#### WORKING DATA
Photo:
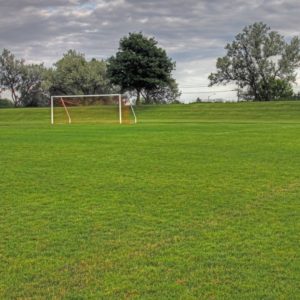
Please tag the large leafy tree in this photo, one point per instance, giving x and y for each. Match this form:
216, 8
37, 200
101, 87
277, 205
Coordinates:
141, 66
73, 74
260, 62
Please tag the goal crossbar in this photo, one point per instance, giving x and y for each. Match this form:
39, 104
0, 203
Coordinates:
61, 97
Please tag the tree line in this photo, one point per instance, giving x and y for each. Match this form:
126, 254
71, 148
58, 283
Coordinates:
139, 68
259, 61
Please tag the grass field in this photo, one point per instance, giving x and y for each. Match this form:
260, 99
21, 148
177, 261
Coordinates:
194, 202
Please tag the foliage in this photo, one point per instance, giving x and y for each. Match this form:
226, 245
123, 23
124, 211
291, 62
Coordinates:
141, 66
260, 61
32, 92
11, 74
23, 81
74, 75
196, 202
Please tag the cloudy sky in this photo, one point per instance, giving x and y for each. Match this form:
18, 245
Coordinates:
193, 32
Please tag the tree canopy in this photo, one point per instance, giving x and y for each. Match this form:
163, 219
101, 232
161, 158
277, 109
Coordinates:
260, 62
141, 66
73, 74
23, 81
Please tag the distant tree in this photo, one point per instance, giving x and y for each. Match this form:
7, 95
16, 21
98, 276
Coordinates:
141, 66
22, 80
73, 74
11, 74
260, 62
31, 88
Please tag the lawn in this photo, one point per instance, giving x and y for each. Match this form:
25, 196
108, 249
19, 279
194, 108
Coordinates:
194, 202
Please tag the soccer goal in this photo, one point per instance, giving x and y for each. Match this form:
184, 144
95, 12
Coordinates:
104, 108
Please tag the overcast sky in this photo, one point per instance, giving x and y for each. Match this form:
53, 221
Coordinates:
193, 33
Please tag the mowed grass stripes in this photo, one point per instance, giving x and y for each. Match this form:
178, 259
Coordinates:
194, 202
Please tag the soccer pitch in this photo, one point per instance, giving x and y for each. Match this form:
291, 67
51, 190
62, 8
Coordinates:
194, 202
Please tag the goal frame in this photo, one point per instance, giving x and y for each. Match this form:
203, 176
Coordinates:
81, 96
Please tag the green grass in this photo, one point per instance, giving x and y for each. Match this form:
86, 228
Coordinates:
194, 202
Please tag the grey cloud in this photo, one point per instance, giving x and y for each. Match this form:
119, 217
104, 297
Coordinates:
191, 31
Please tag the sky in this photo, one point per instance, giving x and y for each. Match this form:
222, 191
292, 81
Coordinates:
194, 33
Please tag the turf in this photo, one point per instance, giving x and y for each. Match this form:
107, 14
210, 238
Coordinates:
194, 202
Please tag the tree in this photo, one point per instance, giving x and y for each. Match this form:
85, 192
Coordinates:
141, 66
11, 74
73, 74
31, 88
258, 61
23, 81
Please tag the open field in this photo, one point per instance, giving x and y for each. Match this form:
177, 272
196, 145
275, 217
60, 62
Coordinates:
194, 202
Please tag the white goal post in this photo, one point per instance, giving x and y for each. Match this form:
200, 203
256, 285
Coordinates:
62, 101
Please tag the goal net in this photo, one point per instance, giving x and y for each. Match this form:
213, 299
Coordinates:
74, 109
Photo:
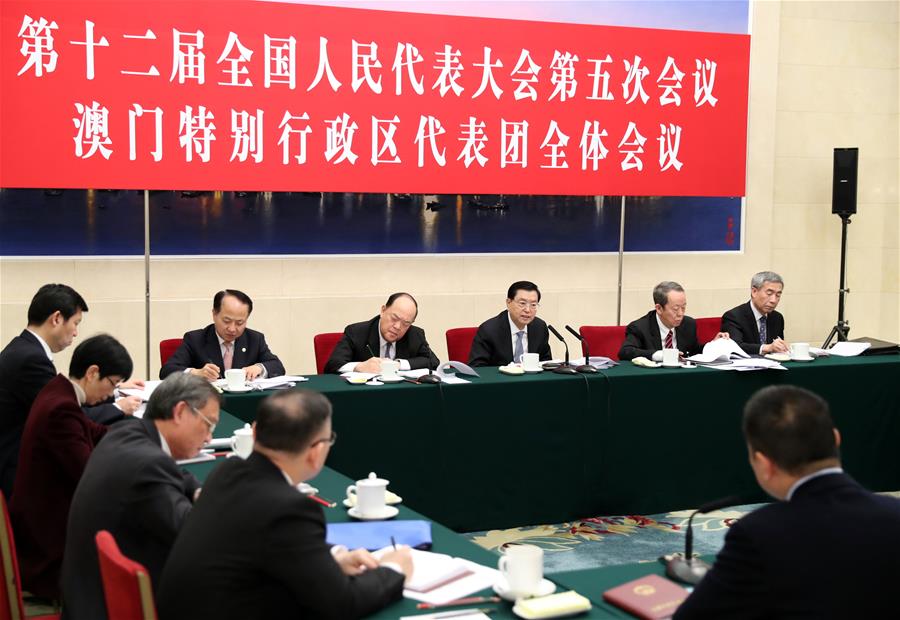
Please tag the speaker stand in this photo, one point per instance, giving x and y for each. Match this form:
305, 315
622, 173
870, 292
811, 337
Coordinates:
842, 327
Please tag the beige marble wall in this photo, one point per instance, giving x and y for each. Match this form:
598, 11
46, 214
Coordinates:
822, 75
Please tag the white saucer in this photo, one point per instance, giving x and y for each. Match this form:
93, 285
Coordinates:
546, 587
389, 513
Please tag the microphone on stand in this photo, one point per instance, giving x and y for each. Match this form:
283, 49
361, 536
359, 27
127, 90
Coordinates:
689, 569
586, 367
566, 368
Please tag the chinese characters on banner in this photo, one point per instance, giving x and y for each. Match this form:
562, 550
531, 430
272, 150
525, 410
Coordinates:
265, 96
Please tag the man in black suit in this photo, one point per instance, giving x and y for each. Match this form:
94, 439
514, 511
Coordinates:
133, 488
665, 327
225, 344
254, 547
390, 335
513, 332
755, 325
826, 550
26, 366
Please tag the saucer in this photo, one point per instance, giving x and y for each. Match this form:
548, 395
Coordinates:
544, 588
389, 513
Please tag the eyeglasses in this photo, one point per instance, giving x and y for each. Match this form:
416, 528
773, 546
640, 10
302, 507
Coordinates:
330, 441
522, 304
210, 423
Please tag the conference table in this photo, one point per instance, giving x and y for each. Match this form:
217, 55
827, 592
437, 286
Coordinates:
505, 451
332, 485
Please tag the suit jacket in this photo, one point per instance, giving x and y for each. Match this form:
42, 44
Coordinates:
492, 345
741, 325
24, 371
830, 552
135, 491
201, 346
642, 337
254, 547
56, 444
352, 347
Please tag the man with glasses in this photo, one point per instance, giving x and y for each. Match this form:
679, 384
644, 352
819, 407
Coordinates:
514, 332
254, 547
133, 488
390, 335
56, 444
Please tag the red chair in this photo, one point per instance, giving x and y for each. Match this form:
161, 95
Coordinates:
167, 348
707, 329
126, 583
603, 340
11, 606
459, 343
323, 345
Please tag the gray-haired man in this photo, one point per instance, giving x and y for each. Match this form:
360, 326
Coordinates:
133, 488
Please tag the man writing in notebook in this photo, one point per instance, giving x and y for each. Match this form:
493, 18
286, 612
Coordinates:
254, 546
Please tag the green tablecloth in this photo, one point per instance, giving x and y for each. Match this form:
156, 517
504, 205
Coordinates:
506, 451
332, 486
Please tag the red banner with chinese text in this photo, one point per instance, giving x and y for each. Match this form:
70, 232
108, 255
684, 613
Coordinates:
264, 96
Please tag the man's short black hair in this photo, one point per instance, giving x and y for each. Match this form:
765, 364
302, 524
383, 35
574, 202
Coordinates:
104, 351
289, 420
241, 296
177, 387
791, 426
53, 297
522, 285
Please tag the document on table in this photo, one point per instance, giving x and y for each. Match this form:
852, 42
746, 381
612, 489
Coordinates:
439, 578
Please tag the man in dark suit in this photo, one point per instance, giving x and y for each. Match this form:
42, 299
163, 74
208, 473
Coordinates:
755, 325
390, 335
253, 547
826, 550
225, 344
56, 444
666, 327
26, 366
513, 332
133, 488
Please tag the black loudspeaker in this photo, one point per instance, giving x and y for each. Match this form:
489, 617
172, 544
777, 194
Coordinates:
843, 188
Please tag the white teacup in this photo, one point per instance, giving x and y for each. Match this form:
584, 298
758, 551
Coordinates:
242, 441
800, 350
235, 379
670, 357
370, 495
389, 368
523, 568
531, 361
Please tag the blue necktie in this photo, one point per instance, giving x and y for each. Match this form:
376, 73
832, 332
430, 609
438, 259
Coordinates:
517, 354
########
BRIEF –
Render every line of the entries above as a Markdown table with two columns, n for the line number and Line for the line itself, leaving out blank lines. Omit the pictures from the answer.

THE ANSWER –
| n | Line |
|---|---|
| 1 | Photo: |
| 2 | Please tag the large leafy tree in this photo, one point per instance, giving x and y for each. Match this form: |
| 3 | 216, 8 |
| 4 | 37, 200 |
| 5 | 101, 87 |
| 6 | 277, 205 |
| 7 | Coordinates: |
| 8 | 141, 66 |
| 9 | 73, 74 |
| 10 | 260, 62 |
| 11 | Please tag the goal crossbar in this photo, one point per instance, giving x and y for each. Match this form: |
| 12 | 39, 104 |
| 13 | 0, 203 |
| 14 | Coordinates: |
| 15 | 61, 97 |
| 16 | Please tag the tree line in this photo, one point per instance, giving x and y for each. Match this form: |
| 17 | 126, 254 |
| 18 | 71, 148 |
| 19 | 58, 283 |
| 20 | Coordinates: |
| 21 | 139, 68 |
| 22 | 259, 61 |
| 23 | Please tag the grass field in this photo, one point per instance, giving x and y for each. Match this form: |
| 24 | 260, 99 |
| 25 | 21, 148 |
| 26 | 177, 261 |
| 27 | Coordinates: |
| 28 | 194, 202 |
| 29 | Please tag the foliage in this photo, one point per instance, giving x and y for each. Match this form: |
| 30 | 226, 245 |
| 31 | 123, 23 |
| 32 | 124, 211 |
| 33 | 291, 62 |
| 34 | Coordinates: |
| 35 | 141, 66 |
| 36 | 260, 61 |
| 37 | 32, 92 |
| 38 | 11, 74 |
| 39 | 23, 81 |
| 40 | 74, 75 |
| 41 | 196, 202 |
| 42 | Please tag the cloudy sky in this photo, one point per instance, giving x and y for each. Match this form: |
| 43 | 18, 245 |
| 44 | Coordinates: |
| 45 | 193, 32 |
| 46 | Please tag the tree canopy in this photo, one point per instance, giving x and y for each. Match this form: |
| 47 | 163, 219 |
| 48 | 101, 232 |
| 49 | 161, 158 |
| 50 | 277, 109 |
| 51 | Coordinates: |
| 52 | 260, 62 |
| 53 | 141, 66 |
| 54 | 73, 74 |
| 55 | 23, 81 |
| 56 | Please tag the distant tree in this photo, one point per instance, giving x and y for each. Match this form: |
| 57 | 7, 95 |
| 58 | 16, 21 |
| 59 | 98, 276 |
| 60 | Coordinates: |
| 61 | 141, 66 |
| 62 | 22, 80 |
| 63 | 73, 74 |
| 64 | 11, 74 |
| 65 | 260, 62 |
| 66 | 31, 88 |
| 67 | Please tag the lawn in this photo, one point per instance, giving x and y for each. Match this form: |
| 68 | 25, 196 |
| 69 | 108, 249 |
| 70 | 19, 279 |
| 71 | 194, 108 |
| 72 | Coordinates: |
| 73 | 194, 202 |
| 74 | Please tag the soccer goal in this photo, one point per instance, giving x and y for each. Match this form: |
| 75 | 184, 144 |
| 76 | 95, 12 |
| 77 | Coordinates: |
| 78 | 104, 108 |
| 79 | Please tag the overcast sky in this photo, one point per instance, giving x and y for each. Match this form: |
| 80 | 53, 221 |
| 81 | Coordinates: |
| 82 | 193, 33 |
| 83 | Please tag the mowed grass stripes in this photo, one point per instance, giving x and y for each. Match this form: |
| 84 | 178, 259 |
| 85 | Coordinates: |
| 86 | 194, 202 |
| 87 | Please tag the soccer pitch in this photo, one point per instance, giving x and y for each. Match this form: |
| 88 | 291, 67 |
| 89 | 51, 190 |
| 90 | 62, 8 |
| 91 | Coordinates: |
| 92 | 194, 202 |
| 93 | Please tag the goal frame in this photo, one point per instance, giving x and y for each. Match this form: |
| 94 | 203, 176 |
| 95 | Coordinates: |
| 96 | 81, 96 |
| 97 | Please tag the green grass in this photo, one point per instance, giving x and y for each. Match this form: |
| 98 | 86, 228 |
| 99 | Coordinates: |
| 100 | 194, 202 |
| 101 | Please tag the grey cloud in this photo, one point per instance, giving x and y for each. Match this form: |
| 102 | 119, 217 |
| 103 | 104, 297 |
| 104 | Coordinates: |
| 105 | 191, 31 |
| 106 | Please tag the sky in this photo, one point per instance, giving x and y for each. Match this form: |
| 107 | 222, 191 |
| 108 | 292, 81 |
| 109 | Coordinates: |
| 110 | 194, 33 |
| 111 | Please tag the turf in this photo, one point per instance, giving x and y for each. Match this form: |
| 112 | 107, 14 |
| 113 | 210, 238 |
| 114 | Coordinates: |
| 115 | 194, 202 |
| 116 | Please tag the tree in this photo, one point per instance, giving x and y for each. Match this form: |
| 117 | 85, 192 |
| 118 | Coordinates: |
| 119 | 141, 66 |
| 120 | 11, 74 |
| 121 | 73, 74 |
| 122 | 31, 88 |
| 123 | 258, 61 |
| 124 | 23, 81 |
| 125 | Please tag the open field in this photo, one point per instance, giving x and y for each. Match this form: |
| 126 | 177, 272 |
| 127 | 196, 145 |
| 128 | 275, 217 |
| 129 | 60, 62 |
| 130 | Coordinates: |
| 131 | 194, 202 |
| 132 | Please tag the white goal post in this photo, one point per instance, giving x and y for each. Match this form: |
| 133 | 200, 203 |
| 134 | 256, 285 |
| 135 | Coordinates: |
| 136 | 62, 101 |
| 137 | Please tag the goal net in this photo, one point per instance, giving x and y for each. Match this form: |
| 138 | 213, 299 |
| 139 | Coordinates: |
| 140 | 74, 109 |
| 141 | Photo: |
| 142 | Please tag the speaker stand in this photo, one point per instance, giving x and y for each. Match this form: |
| 143 | 305, 315 |
| 144 | 622, 173 |
| 145 | 870, 292 |
| 146 | 811, 337 |
| 147 | Coordinates: |
| 148 | 842, 327 |
| 149 | Please tag the beige marble wall in this photo, one point per instance, giving x and y for each. Match this form: |
| 150 | 598, 11 |
| 151 | 46, 214 |
| 152 | Coordinates: |
| 153 | 822, 75 |
| 154 | Please tag the white saucer in this photo, one point per instance, giving x and y for each. Match this form: |
| 155 | 93, 285 |
| 156 | Coordinates: |
| 157 | 546, 587 |
| 158 | 389, 513 |
| 159 | Please tag the microphone on stand in this photo, one point per instance, giving x and y for each. Match this form: |
| 160 | 283, 49 |
| 161 | 361, 536 |
| 162 | 359, 27 |
| 163 | 127, 90 |
| 164 | Coordinates: |
| 165 | 689, 569 |
| 166 | 586, 367 |
| 167 | 566, 368 |
| 168 | Please tag the chinese characters on banner in this photo, one point per instance, giving x and y for each. Match this form: |
| 169 | 562, 550 |
| 170 | 531, 430 |
| 171 | 272, 150 |
| 172 | 525, 410 |
| 173 | Coordinates: |
| 174 | 265, 96 |
| 175 | Please tag the man in black suit in this photo, one point per instance, giving x and y for each. Match this form: |
| 176 | 94, 439 |
| 177 | 514, 511 |
| 178 | Coordinates: |
| 179 | 133, 488 |
| 180 | 665, 327 |
| 181 | 225, 344 |
| 182 | 254, 547 |
| 183 | 390, 335 |
| 184 | 513, 332 |
| 185 | 755, 325 |
| 186 | 826, 550 |
| 187 | 26, 366 |
| 188 | Please tag the saucer in this photo, one point per instance, giving x and y for each. Match this form: |
| 189 | 548, 395 |
| 190 | Coordinates: |
| 191 | 544, 588 |
| 192 | 389, 513 |
| 193 | Please tag the eyeglasses in this photo, one point per instance, giving x and y for each. Match this form: |
| 194 | 416, 528 |
| 195 | 773, 546 |
| 196 | 640, 10 |
| 197 | 302, 507 |
| 198 | Coordinates: |
| 199 | 330, 441 |
| 200 | 522, 304 |
| 201 | 210, 423 |
| 202 | Please tag the conference table in this photo, one point per instance, giving x and y for each. Match this form: |
| 203 | 217, 55 |
| 204 | 827, 592 |
| 205 | 437, 286 |
| 206 | Coordinates: |
| 207 | 505, 451 |
| 208 | 332, 485 |
| 209 | Please tag the suit jacket in this photo, one point per instance, giving x and y for each. Match this form: |
| 210 | 42, 44 |
| 211 | Coordinates: |
| 212 | 492, 345 |
| 213 | 741, 325 |
| 214 | 24, 371 |
| 215 | 830, 552 |
| 216 | 135, 491 |
| 217 | 201, 346 |
| 218 | 642, 337 |
| 219 | 254, 547 |
| 220 | 56, 444 |
| 221 | 352, 347 |
| 222 | Please tag the man with glasses in this photo, one point per instance, giving x and y for each. Match this form: |
| 223 | 679, 384 |
| 224 | 644, 352 |
| 225 | 819, 407 |
| 226 | Coordinates: |
| 227 | 514, 332 |
| 228 | 254, 547 |
| 229 | 133, 488 |
| 230 | 390, 335 |
| 231 | 56, 444 |
| 232 | Please tag the red chair in this photo, one point per instance, giving x and y for each. Match this form: |
| 233 | 161, 95 |
| 234 | Coordinates: |
| 235 | 167, 348 |
| 236 | 707, 329 |
| 237 | 126, 583 |
| 238 | 603, 340 |
| 239 | 11, 606 |
| 240 | 459, 343 |
| 241 | 323, 345 |
| 242 | Please tag the gray-haired man in this photo, one point per instance, giving x and y for each. Match this form: |
| 243 | 360, 326 |
| 244 | Coordinates: |
| 245 | 133, 488 |
| 246 | Please tag the man writing in notebook in this photo, one point per instance, giving x and y for each. Match this form: |
| 247 | 493, 18 |
| 248 | 286, 612 |
| 249 | Coordinates: |
| 250 | 254, 546 |
| 251 | Please tag the green tablecloth in this photo, one point per instance, giving x and y for each. Match this form: |
| 252 | 156, 517 |
| 253 | 504, 205 |
| 254 | Coordinates: |
| 255 | 506, 451 |
| 256 | 332, 486 |
| 257 | Please tag the red banner with chinese text in this photo, one point per instance, giving x and y for each. Match this form: |
| 258 | 70, 232 |
| 259 | 108, 255 |
| 260 | 684, 613 |
| 261 | Coordinates: |
| 262 | 264, 96 |
| 263 | Please tag the man's short black hair in this photo, one point per instance, giving x and y for each. Match this form: |
| 264 | 765, 364 |
| 265 | 302, 524 |
| 266 | 383, 35 |
| 267 | 574, 202 |
| 268 | Coordinates: |
| 269 | 104, 351 |
| 270 | 289, 420 |
| 271 | 241, 296 |
| 272 | 177, 387 |
| 273 | 791, 426 |
| 274 | 53, 297 |
| 275 | 522, 285 |
| 276 | Please tag the document on table in this photo, one point per instance, giving x and y for each. Match this form: |
| 277 | 852, 42 |
| 278 | 746, 381 |
| 279 | 612, 489 |
| 280 | Coordinates: |
| 281 | 439, 578 |
| 282 | Please tag the man in dark suit in this photo, one point per instance, giving x and y for each. Match this form: |
| 283 | 42, 299 |
| 284 | 163, 74 |
| 285 | 208, 473 |
| 286 | Coordinates: |
| 287 | 755, 325 |
| 288 | 390, 335 |
| 289 | 253, 547 |
| 290 | 826, 550 |
| 291 | 225, 344 |
| 292 | 56, 444 |
| 293 | 666, 327 |
| 294 | 26, 366 |
| 295 | 513, 332 |
| 296 | 133, 488 |
| 297 | Please tag the black loudspeaker in this photo, one point per instance, giving x and y for each. Match this form: |
| 298 | 489, 617 |
| 299 | 172, 544 |
| 300 | 777, 194 |
| 301 | Coordinates: |
| 302 | 843, 188 |
| 303 | Please tag the white teacup in this photo, one point per instance, giving x and y for each. Match this form: |
| 304 | 584, 298 |
| 305 | 758, 551 |
| 306 | Coordinates: |
| 307 | 242, 441 |
| 308 | 800, 350 |
| 309 | 235, 379 |
| 310 | 670, 357 |
| 311 | 370, 495 |
| 312 | 389, 368 |
| 313 | 523, 568 |
| 314 | 531, 361 |
| 315 | Please tag the blue necktie in this photo, one point per instance, giving x and y for each. Match this form: |
| 316 | 376, 73 |
| 317 | 832, 332 |
| 318 | 430, 609 |
| 319 | 438, 259 |
| 320 | Coordinates: |
| 321 | 517, 354 |